**Requirements:** Locate each line in the material below that contains the word "carved" and copy every such line.

= = = = =

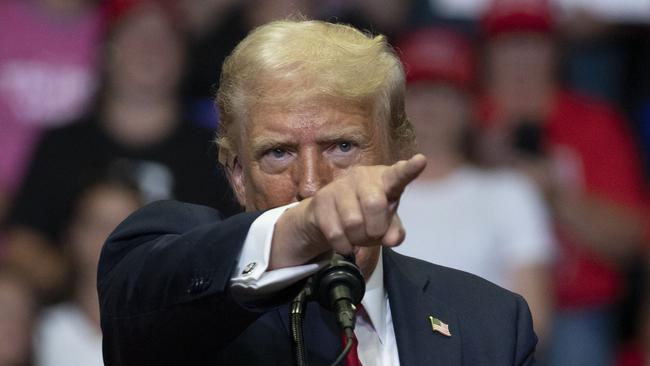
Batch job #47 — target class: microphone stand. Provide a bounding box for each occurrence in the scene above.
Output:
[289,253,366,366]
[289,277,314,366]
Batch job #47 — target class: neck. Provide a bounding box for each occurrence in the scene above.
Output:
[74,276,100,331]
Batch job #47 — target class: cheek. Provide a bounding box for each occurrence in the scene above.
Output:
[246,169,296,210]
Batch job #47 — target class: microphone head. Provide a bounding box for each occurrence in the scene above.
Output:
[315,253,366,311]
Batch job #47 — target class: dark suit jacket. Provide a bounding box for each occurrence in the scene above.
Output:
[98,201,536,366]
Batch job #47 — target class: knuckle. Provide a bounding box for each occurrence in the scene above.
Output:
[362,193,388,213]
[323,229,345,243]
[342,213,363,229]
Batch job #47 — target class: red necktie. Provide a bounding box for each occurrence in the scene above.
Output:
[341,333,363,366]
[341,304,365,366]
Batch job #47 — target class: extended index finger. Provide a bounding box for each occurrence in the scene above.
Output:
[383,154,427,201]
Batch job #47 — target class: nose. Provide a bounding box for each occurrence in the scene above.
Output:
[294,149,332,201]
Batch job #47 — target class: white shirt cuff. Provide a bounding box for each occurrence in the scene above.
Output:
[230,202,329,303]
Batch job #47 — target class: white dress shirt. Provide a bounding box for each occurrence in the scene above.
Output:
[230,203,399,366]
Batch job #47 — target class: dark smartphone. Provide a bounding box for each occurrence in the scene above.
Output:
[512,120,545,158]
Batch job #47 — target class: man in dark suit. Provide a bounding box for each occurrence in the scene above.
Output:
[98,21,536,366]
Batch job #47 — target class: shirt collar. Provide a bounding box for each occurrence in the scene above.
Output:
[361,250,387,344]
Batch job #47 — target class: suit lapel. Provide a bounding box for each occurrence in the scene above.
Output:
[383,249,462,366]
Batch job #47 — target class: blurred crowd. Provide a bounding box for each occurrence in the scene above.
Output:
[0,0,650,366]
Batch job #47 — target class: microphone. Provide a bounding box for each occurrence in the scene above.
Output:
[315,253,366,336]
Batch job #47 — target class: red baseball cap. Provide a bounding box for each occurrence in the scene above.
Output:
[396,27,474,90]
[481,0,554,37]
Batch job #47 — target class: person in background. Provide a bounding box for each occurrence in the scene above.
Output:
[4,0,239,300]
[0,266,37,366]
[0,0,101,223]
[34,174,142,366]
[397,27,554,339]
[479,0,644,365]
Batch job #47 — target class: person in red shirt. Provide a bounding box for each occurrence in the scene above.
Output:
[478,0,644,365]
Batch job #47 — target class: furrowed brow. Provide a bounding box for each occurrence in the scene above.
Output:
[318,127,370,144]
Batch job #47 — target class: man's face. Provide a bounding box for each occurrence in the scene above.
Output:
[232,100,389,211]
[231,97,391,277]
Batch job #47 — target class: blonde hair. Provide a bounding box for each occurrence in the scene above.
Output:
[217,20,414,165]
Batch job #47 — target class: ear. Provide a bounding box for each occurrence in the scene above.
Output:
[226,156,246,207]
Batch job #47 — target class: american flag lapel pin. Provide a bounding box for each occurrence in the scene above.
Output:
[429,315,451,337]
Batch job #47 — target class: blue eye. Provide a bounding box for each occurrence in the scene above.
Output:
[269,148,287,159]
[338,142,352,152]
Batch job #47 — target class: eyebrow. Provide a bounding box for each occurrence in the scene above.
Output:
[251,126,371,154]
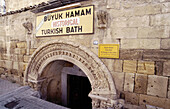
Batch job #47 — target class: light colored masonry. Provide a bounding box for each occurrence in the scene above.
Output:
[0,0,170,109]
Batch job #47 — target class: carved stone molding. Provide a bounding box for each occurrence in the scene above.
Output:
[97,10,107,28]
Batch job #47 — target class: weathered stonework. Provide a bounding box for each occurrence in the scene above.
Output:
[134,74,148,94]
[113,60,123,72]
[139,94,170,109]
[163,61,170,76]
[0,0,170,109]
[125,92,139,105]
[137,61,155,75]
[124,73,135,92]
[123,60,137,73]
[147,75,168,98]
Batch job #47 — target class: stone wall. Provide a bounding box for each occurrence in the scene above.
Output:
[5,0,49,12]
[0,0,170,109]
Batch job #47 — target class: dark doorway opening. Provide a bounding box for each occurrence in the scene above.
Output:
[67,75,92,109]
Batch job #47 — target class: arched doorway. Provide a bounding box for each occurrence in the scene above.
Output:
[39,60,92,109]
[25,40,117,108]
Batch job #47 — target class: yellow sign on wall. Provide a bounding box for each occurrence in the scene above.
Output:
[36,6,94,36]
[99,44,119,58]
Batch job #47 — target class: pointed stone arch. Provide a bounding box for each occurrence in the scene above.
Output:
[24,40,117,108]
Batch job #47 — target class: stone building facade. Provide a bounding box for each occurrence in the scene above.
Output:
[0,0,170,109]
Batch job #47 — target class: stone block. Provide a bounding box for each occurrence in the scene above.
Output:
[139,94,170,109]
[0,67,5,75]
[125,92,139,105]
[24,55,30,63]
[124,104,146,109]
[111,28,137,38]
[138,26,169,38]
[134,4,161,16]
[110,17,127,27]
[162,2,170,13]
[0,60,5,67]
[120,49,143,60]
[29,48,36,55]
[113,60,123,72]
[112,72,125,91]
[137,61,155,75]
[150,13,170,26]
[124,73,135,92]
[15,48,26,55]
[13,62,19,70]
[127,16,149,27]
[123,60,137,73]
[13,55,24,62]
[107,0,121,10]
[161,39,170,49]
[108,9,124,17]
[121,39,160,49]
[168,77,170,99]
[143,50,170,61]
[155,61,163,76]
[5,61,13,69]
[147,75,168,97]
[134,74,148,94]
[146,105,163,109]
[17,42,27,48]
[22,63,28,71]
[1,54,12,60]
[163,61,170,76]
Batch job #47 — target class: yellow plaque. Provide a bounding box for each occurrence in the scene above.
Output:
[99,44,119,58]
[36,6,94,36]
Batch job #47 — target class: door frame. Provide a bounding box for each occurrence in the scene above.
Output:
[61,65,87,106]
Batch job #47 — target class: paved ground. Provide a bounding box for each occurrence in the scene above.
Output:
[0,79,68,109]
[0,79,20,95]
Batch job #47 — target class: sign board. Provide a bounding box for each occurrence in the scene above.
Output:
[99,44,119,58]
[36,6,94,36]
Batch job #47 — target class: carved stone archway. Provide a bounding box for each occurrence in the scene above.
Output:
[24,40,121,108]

= = = = =

**Final result:**
Batch job #47 — target class: carved stone molding. Provide a bounding box for each occurrence in the scene above.
Batch job #47 — target class: carved stone archway. Provide a bounding box for each occurrence in the scene above.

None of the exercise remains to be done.